EXERCISE PASSAGE

Guild said border collies are particularly fond of playing flyball, while Labs and similar dogs seem to enjoy dock diving. A little research could reveal what your breed’s hidden interests might be.

But before you lace up your sneakers, it’s important to remember that your endurance and that of your dog might not be at the same level. Overexerting an animal could be seriously harmful, Guild explained.

For starters, just like people, animals would likely be more comfortable working out in the mornings or evenings, when the summer sun isn’t at its peak. That’s especially true for brachycephalic breeds — or dogs with short snouts — like bulldogs and pugs.

“They shouldn’t exercise at all if it’s even remotely hot,” he explained. “Some breeds have an inability to dissipate heat appropriately. A dog came to me one time that was overheated and it eventually went into heat stroke and passed away. His temperature was unreadably high, like 107 degrees. At that point, all the protein cells in the body start to break down.”

You’ll also want to pay close attention to your pup along the way. If they seem uncomfortable, start moving slower or stop completely. Guild said you shouldn’t force them to continue. Overworking an animal can result in a range of problems, from collapse to muscle breakdown to dehydration, which could potentially be fatal.

And while dehydration can be avoided by making sure Fido gets plenty of fluids, Guild said water moderation should be considered, too.

DATA FOR REVIEW
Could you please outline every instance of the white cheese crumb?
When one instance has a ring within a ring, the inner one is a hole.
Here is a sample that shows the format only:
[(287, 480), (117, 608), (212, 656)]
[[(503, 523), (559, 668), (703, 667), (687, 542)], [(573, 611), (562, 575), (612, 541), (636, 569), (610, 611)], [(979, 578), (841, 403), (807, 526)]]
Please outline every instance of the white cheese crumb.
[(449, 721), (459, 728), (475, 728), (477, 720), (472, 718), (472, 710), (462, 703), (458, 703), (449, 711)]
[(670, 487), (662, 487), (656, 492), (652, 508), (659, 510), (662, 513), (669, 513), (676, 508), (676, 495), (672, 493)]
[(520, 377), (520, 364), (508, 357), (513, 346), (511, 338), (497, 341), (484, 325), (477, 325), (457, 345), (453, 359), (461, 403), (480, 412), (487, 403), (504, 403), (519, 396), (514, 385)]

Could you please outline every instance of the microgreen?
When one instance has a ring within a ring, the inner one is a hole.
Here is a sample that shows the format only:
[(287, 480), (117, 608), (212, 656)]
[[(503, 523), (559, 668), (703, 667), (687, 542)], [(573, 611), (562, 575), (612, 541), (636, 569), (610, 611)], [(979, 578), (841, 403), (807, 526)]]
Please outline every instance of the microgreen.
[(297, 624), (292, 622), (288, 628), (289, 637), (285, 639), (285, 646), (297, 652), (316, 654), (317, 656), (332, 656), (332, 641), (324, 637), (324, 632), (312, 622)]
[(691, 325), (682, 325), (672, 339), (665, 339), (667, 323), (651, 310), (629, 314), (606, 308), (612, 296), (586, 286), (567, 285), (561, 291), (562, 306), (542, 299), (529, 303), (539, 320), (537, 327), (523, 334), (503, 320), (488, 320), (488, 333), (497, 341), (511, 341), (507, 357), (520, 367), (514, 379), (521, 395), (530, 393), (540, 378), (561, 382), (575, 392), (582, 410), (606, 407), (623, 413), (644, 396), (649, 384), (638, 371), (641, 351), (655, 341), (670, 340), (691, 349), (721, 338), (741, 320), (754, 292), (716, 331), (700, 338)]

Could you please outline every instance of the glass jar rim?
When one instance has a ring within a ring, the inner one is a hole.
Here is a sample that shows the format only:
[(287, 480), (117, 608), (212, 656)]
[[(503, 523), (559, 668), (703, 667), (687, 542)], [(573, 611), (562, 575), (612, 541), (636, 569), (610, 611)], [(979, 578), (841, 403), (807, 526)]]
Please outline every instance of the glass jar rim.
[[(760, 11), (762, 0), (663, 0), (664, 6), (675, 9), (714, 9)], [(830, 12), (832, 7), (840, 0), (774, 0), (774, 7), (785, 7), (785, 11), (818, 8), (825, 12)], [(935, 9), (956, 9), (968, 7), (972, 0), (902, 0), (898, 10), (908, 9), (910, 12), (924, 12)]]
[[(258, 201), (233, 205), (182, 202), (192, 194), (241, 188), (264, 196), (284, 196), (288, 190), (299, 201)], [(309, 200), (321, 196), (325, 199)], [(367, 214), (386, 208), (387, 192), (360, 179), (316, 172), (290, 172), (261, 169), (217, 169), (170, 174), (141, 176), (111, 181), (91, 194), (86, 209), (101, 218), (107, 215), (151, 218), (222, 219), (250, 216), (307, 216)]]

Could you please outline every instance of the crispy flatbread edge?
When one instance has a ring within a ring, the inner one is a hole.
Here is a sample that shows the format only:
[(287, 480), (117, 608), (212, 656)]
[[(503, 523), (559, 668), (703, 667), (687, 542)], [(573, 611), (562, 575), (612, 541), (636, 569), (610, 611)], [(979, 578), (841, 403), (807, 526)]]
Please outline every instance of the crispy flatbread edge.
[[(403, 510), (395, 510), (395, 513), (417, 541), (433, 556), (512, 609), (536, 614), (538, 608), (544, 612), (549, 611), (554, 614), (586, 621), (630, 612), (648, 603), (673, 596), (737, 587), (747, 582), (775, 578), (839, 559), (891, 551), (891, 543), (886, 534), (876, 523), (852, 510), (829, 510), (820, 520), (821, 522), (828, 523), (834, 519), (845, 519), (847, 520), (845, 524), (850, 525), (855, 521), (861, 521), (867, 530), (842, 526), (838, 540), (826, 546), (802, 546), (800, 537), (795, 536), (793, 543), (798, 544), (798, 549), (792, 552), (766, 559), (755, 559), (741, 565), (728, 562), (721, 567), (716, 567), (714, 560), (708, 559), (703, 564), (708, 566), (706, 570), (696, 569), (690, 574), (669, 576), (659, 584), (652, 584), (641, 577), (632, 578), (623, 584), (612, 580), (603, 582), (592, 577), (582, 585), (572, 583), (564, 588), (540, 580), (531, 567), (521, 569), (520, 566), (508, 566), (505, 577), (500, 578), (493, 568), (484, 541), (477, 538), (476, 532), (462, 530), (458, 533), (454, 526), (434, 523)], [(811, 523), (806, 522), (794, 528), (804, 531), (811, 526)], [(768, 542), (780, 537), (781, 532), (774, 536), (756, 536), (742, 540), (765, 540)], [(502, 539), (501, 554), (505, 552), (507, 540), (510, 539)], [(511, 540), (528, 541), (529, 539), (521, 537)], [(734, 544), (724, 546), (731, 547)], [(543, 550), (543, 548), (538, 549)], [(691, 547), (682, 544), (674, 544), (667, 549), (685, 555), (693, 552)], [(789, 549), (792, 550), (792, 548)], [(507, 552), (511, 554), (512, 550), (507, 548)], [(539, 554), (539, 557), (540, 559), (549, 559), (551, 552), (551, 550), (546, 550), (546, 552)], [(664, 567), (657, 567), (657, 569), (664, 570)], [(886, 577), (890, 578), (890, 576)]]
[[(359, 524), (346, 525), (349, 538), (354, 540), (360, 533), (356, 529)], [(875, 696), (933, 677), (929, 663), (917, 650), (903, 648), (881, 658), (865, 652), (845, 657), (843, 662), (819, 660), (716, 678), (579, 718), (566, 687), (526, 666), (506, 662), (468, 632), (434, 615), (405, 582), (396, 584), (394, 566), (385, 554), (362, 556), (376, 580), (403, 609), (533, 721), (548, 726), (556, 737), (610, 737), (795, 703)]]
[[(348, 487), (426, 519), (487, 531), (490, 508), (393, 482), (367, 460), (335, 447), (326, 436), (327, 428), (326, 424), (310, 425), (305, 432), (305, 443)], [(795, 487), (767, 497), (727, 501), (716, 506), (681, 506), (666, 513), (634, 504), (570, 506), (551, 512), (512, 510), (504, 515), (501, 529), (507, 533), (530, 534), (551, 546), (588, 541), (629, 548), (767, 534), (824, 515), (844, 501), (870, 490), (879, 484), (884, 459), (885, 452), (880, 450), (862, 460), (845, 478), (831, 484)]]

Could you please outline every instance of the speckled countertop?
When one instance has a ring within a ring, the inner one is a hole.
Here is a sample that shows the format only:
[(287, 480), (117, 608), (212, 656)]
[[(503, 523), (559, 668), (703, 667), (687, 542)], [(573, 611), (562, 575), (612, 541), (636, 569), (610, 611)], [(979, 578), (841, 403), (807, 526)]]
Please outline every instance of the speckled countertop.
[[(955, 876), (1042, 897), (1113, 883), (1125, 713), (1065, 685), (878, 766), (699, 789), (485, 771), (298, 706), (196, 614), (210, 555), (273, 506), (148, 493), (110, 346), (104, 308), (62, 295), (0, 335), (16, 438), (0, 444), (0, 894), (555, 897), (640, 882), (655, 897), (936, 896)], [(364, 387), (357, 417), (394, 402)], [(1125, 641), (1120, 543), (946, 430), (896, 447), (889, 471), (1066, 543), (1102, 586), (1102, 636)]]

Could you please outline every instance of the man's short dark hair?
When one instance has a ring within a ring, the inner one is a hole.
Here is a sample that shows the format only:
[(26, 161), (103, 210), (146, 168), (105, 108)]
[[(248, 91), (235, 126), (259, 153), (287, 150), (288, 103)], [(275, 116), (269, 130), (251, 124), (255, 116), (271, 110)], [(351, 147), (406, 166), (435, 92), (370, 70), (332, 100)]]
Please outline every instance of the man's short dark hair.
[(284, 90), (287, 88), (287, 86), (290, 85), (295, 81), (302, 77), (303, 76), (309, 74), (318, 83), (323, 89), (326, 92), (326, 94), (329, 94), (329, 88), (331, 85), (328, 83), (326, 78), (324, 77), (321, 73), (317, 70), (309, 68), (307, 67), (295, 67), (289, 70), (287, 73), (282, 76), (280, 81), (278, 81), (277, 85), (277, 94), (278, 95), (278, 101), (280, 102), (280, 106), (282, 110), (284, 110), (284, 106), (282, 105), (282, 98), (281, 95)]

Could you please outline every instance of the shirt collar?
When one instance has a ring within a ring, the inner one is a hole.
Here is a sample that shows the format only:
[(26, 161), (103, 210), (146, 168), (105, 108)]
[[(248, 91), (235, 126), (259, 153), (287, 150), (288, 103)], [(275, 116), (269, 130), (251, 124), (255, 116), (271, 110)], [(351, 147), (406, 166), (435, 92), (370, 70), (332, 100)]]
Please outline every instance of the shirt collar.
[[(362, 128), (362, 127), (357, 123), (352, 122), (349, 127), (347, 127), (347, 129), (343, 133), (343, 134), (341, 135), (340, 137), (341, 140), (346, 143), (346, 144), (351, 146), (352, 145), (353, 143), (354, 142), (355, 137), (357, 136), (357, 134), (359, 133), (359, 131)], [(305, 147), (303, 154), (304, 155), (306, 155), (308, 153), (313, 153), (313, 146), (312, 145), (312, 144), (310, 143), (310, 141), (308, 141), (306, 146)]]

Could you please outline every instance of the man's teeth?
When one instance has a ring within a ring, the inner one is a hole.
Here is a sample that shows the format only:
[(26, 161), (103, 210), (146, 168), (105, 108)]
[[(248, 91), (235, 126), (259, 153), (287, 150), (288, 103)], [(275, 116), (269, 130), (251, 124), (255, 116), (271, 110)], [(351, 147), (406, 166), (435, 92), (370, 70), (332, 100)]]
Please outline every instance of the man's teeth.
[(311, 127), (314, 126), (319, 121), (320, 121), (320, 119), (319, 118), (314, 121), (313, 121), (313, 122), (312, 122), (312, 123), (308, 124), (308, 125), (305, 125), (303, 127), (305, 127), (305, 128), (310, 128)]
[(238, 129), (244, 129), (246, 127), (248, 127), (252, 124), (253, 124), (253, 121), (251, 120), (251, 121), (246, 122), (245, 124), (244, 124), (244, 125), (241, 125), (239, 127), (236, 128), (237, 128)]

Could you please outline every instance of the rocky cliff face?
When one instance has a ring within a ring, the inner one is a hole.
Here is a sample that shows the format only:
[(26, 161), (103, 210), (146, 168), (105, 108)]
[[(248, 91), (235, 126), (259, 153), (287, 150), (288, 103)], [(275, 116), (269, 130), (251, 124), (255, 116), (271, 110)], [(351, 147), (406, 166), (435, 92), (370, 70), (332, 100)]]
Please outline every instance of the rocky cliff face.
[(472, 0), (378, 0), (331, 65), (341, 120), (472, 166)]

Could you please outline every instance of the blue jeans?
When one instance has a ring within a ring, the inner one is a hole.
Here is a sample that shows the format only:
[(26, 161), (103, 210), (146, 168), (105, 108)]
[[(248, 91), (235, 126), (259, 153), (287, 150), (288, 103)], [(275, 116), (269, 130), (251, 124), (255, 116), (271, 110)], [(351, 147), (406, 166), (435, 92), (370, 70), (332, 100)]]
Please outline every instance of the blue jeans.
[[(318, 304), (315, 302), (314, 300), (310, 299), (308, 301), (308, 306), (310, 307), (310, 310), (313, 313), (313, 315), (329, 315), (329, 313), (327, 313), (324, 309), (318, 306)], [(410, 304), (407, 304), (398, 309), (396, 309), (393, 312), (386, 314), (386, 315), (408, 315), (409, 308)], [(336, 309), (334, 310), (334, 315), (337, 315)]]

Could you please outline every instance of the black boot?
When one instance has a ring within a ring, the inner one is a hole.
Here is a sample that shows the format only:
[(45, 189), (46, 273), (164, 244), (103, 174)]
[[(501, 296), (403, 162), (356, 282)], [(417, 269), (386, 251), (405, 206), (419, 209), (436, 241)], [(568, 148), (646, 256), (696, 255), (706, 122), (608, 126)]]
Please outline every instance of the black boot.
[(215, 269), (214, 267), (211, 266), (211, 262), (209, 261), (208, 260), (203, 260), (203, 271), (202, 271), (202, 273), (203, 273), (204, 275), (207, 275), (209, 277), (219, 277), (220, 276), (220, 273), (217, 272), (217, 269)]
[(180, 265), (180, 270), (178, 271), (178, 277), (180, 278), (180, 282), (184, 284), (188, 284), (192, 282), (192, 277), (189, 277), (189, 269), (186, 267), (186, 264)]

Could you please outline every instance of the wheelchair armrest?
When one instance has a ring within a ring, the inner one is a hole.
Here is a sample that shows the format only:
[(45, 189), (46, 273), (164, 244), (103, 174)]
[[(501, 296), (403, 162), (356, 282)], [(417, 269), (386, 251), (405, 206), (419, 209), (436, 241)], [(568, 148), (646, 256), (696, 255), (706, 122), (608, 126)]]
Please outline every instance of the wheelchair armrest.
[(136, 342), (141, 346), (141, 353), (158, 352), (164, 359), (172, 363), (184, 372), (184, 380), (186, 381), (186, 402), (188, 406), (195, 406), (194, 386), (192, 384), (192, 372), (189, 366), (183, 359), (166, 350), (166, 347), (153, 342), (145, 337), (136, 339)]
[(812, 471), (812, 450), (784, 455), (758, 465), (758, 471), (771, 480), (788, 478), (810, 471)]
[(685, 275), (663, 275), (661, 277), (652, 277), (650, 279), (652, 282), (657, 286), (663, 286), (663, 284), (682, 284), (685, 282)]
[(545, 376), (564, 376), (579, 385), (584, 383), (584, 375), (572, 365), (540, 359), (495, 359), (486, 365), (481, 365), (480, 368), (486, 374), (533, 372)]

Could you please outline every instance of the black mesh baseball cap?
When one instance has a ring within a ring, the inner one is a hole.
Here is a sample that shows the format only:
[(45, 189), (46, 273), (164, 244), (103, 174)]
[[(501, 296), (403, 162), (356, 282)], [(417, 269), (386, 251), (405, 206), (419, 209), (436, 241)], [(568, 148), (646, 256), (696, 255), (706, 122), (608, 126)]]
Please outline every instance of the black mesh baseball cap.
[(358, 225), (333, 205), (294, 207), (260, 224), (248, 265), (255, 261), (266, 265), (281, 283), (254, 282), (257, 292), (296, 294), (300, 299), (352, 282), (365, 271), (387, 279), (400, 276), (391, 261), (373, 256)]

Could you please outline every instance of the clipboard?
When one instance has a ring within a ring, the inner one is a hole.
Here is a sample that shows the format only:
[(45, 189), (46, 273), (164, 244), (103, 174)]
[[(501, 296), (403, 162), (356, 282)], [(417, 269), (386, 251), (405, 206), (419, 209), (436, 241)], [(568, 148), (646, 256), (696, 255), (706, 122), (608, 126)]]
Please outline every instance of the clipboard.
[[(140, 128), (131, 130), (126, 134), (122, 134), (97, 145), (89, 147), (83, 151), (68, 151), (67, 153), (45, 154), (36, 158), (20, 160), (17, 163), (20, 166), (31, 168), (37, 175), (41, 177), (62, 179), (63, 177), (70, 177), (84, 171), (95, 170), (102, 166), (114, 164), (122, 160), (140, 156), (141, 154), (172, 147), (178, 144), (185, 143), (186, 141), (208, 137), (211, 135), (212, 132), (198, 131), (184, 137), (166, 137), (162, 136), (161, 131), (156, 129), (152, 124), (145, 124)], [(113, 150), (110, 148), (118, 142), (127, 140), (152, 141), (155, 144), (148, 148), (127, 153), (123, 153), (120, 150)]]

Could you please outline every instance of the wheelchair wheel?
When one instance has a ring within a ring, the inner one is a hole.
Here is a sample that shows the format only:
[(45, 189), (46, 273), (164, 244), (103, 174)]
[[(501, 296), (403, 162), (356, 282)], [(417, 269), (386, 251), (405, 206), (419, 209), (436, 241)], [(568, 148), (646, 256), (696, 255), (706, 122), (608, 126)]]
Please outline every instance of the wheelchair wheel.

WORK TASK
Write out the part of the text about exercising with dogs from "Guild said border" up to and including "interests might be.". The rows have nothing to do with the text about exercising with dogs.

SOLUTION
Guild said border collies are particularly fond of playing flyball, while Labs and similar dogs seem to enjoy dock diving. A little research could reveal what your breed’s hidden interests might be.